┌─ Selected extract

"Aturai!" cries the black-haired woman in military garb, standing beneath a garland of blinking, colored lights. The festively dressed crowd freezes. Everyone understands the word: In their native language - closely related to Aramaic - Aturai means "Assyrians." And its use here means that "Hab-Nisan," the Assyrian New Year, celebrated on the night of March 31, was upon us again.
And this March 31, Assyrians in Russia and around the world rang in the year 6750.
As the pipes and drums begin to play, dancers in folk dress - red trousers and shirts adorned with geometrical designs, brown hats with red-and-white feathers - move rhythmically, jumping and shuffling to the beat. The movement is contagious, and the crowd, men and women, link arms and follow along in a line.
"The first wave of Assyrians came to Russia in 1827," says Leonid, a cobbler who seems to know Assyrian history from time immemorial. All week he works away in his street stall waiting for Saturday, when Assyrian radio comes on the air for a single hour.
"But most Assyrians came to Russia from Turkey after 1915, when the genocide of the Armenians began there," he goes on. "As Assyrians belong to the Orthodox Church, they were persecuted then also. Nicholas II let Assyrians move here because during World War I they were on the Russian side, joined with the Russian Cossack military forces. There were even special Assyrian battalions."

└─

What you are asked to do>
Answer these questions from the text on the Assyrian New Year:
1. What does the word "Aturai" mean?
2. Which year did Assyrians ring in this March 31?
3. In what year did the first wave of Assyrians come to Russia?

┌─ Supplied data

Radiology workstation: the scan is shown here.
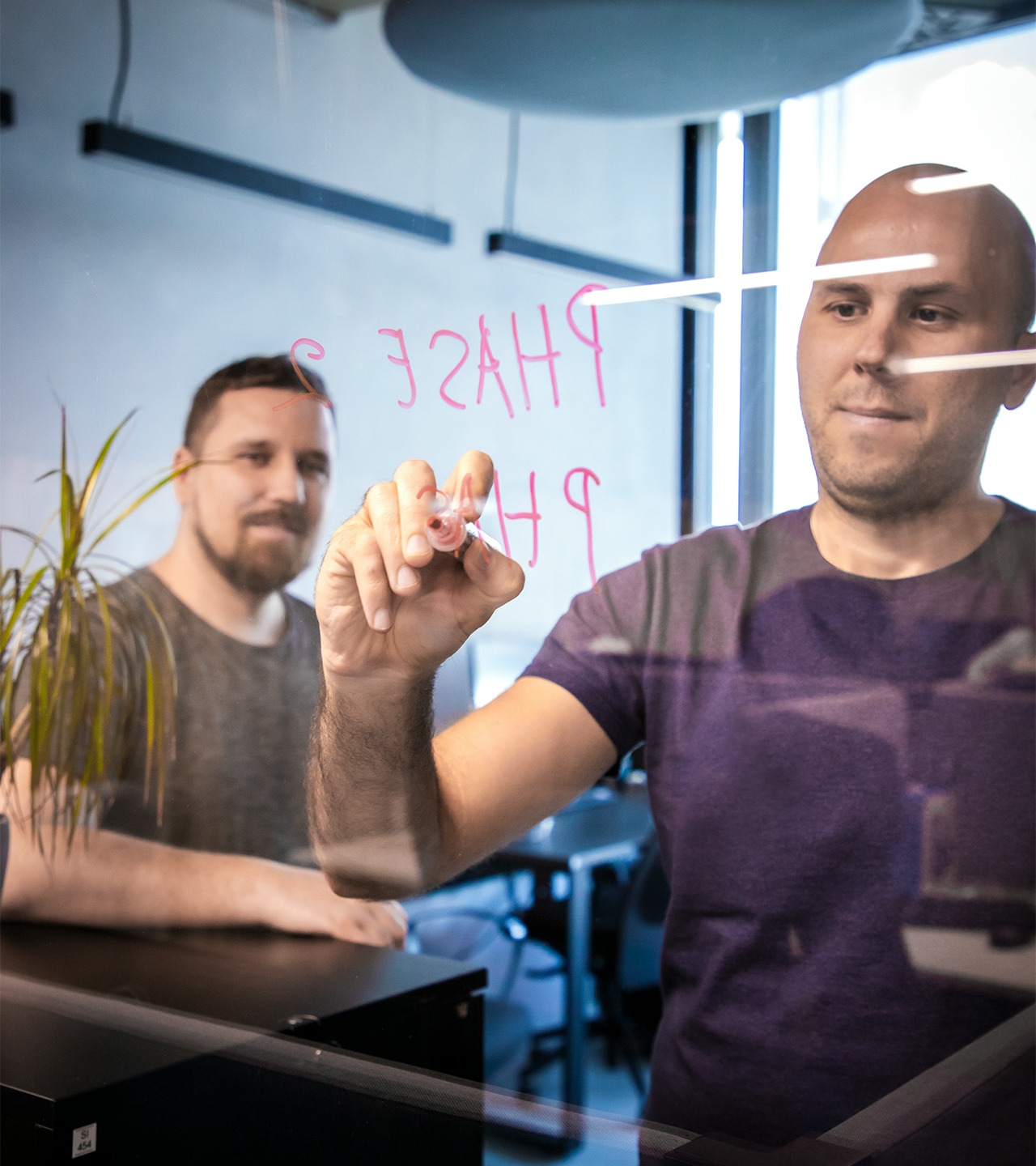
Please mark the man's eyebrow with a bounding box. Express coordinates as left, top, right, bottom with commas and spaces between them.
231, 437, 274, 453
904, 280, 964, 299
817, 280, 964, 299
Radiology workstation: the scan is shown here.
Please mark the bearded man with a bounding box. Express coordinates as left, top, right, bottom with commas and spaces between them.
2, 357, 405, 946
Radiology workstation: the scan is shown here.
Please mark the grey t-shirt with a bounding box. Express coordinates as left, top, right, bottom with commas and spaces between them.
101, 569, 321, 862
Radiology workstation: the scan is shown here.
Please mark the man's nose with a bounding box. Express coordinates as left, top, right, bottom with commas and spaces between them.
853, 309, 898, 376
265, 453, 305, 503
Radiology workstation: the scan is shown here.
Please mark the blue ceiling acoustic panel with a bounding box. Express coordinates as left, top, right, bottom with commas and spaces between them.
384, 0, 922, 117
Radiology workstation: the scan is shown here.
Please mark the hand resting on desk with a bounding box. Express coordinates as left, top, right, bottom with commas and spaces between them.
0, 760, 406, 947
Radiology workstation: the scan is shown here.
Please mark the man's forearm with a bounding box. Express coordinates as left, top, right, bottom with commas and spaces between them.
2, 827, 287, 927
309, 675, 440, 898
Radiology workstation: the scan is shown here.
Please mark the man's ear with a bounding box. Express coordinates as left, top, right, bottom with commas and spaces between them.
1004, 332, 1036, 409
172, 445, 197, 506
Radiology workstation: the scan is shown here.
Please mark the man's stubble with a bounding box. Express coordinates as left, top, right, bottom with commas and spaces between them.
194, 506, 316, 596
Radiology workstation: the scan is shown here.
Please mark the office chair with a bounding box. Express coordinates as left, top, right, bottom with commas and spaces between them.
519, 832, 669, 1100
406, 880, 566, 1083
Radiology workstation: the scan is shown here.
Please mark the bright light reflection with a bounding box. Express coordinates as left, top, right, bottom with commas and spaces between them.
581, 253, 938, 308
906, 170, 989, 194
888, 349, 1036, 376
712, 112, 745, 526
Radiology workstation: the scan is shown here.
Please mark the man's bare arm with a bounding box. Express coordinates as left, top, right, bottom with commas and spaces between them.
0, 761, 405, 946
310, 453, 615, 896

└─
┌─ Supplied data

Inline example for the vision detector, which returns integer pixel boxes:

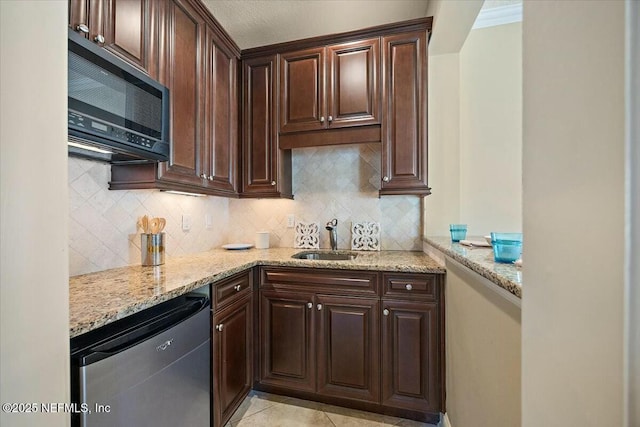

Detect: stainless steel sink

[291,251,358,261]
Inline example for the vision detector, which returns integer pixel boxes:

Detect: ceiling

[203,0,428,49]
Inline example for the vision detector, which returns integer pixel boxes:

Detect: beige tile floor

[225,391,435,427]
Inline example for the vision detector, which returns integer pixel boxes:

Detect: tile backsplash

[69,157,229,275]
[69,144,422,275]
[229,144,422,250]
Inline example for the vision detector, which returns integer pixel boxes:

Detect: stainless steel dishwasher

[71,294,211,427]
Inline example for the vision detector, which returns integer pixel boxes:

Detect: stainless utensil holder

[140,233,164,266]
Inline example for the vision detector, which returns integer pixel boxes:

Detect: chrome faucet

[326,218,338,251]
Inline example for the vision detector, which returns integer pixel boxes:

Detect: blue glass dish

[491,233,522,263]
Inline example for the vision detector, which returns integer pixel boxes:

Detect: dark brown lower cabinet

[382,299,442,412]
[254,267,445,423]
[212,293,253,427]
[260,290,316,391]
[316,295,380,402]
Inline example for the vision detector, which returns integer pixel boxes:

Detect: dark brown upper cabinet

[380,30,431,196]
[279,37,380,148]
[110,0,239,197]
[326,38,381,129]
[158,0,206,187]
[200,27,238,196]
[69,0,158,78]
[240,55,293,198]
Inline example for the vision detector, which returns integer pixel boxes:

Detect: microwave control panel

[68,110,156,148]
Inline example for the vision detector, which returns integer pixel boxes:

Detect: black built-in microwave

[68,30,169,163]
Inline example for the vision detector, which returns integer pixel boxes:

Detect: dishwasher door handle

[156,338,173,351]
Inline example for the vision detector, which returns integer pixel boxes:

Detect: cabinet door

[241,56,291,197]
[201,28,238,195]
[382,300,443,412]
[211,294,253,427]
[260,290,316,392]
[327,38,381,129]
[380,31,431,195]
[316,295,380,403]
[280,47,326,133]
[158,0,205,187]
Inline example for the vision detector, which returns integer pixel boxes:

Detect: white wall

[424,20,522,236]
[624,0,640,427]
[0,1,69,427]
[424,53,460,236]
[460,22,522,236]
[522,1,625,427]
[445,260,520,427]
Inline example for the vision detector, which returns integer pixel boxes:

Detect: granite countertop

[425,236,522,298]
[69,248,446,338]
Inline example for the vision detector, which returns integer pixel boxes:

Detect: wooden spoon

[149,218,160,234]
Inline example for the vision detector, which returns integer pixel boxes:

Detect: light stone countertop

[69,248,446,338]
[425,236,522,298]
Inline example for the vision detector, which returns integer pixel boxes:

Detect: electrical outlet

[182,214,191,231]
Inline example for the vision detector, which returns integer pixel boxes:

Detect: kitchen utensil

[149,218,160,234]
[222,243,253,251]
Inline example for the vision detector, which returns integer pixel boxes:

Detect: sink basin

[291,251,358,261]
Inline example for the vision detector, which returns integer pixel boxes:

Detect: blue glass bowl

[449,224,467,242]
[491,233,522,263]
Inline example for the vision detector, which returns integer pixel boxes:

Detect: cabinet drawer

└─

Response below>
1. Assyrians
2. 6750
3. 1827